==== Document extract ====
Denver Public Health, the Denver Department of Public Health and Environment and several service providers are ramping up education, outreach and free vaccinations in response to the new cases.

Health officials said the risk of illness to the general public is low, but hepatitis A is highly contagious and is a vaccine-preventable disease of the liver.

Hepatitis A can be spread through the sharing of drugs and equipment, through fecal-oral contamination or intimate contact with a person who has the disease, officials said.

Symptoms include jaundice, nausea, cola-colored urine and fatigue, officials said.

Washing hands with soap and water after using a restroom and before handling food will reduce the risk of transmission, officials said.

Since fall 2017, Denver Public Health, the Colorado Coalition for the Homeless and other agencies have vaccinated more than 3,500 people who are at a high risk of contracting the disease.

“Our short-term response to this outbreak is to increase access to hepatitis A vaccination,” Dr. Bill Burman, executive director of Denver Public Health, said in a statement.

“We are working with partners to provide almost daily vaccine clinics where at-risk persons live and get care: Stout Street Health Center, day shelters, syringe access programs, Civic Center Park, our own DPH clinics and many other sites.

Health officials said children are at a low risk of contracting the disease because the vaccine has been a part of standard childhood immunizations for more than a decade.

But unvaccinated adults should consider a vaccination with their health care provider.

Anyone at a high risk of contracting hepatitis A can find a free vaccination clinic online or by calling the Denver Public Health immunization clinic at 303-602-3520.
==== Record excerpts ====
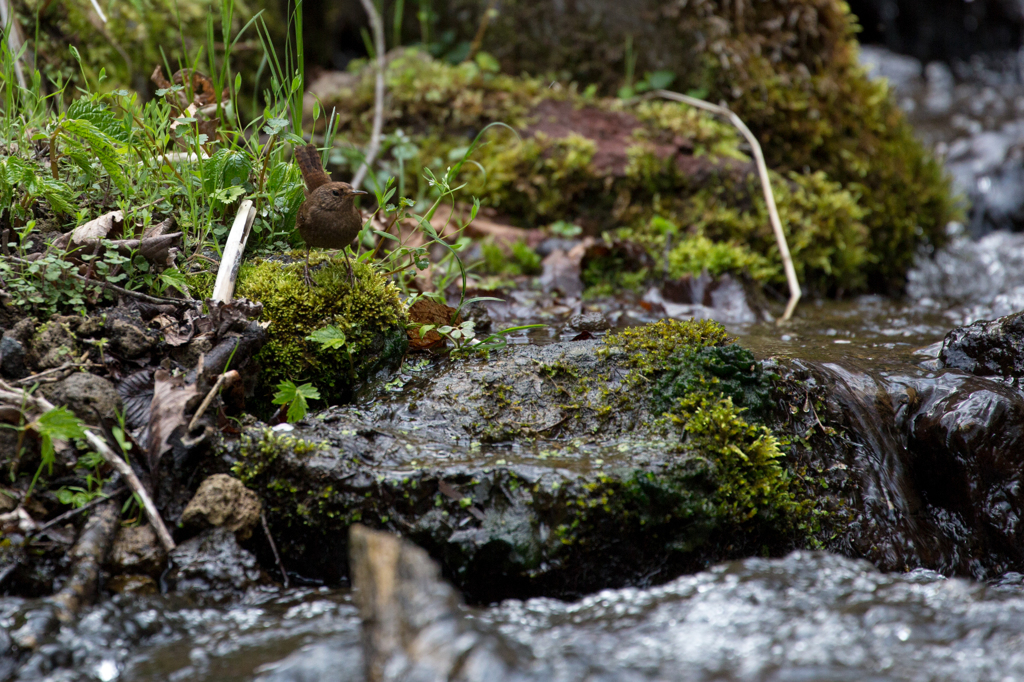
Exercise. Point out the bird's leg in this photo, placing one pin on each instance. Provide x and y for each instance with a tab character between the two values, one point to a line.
348	264
305	274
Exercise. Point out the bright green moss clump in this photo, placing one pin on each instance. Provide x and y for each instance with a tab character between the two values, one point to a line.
705	390
371	315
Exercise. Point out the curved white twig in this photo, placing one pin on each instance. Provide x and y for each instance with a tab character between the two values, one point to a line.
759	158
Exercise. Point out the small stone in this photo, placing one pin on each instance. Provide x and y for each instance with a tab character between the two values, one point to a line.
589	322
222	501
136	550
87	395
212	562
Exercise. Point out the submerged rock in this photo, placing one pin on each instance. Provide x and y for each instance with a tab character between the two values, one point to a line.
987	348
551	469
212	564
412	626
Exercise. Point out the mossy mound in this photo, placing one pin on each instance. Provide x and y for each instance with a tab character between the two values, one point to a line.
135	38
552	469
608	164
371	315
788	69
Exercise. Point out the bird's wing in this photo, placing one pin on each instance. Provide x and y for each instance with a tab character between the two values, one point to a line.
312	172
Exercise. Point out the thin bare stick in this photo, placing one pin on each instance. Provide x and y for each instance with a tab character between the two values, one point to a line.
8	25
17	396
377	26
67	366
157	300
206	401
227	273
759	158
273	548
478	38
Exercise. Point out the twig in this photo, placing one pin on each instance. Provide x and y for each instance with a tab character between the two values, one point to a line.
157	300
776	223
206	401
74	512
478	38
273	548
87	555
10	393
377	26
8	25
230	261
67	366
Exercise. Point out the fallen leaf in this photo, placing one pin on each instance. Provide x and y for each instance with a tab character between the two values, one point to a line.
170	396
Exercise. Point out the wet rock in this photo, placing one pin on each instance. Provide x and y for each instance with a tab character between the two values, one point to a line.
987	348
129	338
537	470
913	472
223	502
589	322
212	564
136	550
412	626
134	585
726	298
12	358
88	396
53	344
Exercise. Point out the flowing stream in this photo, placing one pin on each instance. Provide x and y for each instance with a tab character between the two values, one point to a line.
807	616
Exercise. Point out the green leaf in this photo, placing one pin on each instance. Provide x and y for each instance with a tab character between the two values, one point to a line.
295	397
101	147
58	423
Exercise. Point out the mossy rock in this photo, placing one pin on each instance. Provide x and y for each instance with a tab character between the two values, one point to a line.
790	70
609	164
552	469
370	314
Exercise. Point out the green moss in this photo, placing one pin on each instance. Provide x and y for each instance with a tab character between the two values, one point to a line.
694	254
851	183
651	347
371	314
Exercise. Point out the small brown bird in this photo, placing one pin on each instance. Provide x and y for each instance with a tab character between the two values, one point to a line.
328	218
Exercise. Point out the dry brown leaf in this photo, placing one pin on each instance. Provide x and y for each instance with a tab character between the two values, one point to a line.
170	396
426	311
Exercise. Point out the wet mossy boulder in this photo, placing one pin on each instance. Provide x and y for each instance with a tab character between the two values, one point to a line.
554	469
608	164
370	316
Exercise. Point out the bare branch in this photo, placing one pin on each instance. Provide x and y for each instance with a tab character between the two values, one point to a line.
759	158
16	396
====
# [Task prompt]
From the hepatitis A text, extract word for word the part that opens with the words containing "Denver Public Health, the Denver" and closes with "fatigue, officials said.".

# [Expected answer]
Denver Public Health, the Denver Department of Public Health and Environment and several service providers are ramping up education, outreach and free vaccinations in response to the new cases.

Health officials said the risk of illness to the general public is low, but hepatitis A is highly contagious and is a vaccine-preventable disease of the liver.

Hepatitis A can be spread through the sharing of drugs and equipment, through fecal-oral contamination or intimate contact with a person who has the disease, officials said.

Symptoms include jaundice, nausea, cola-colored urine and fatigue, officials said.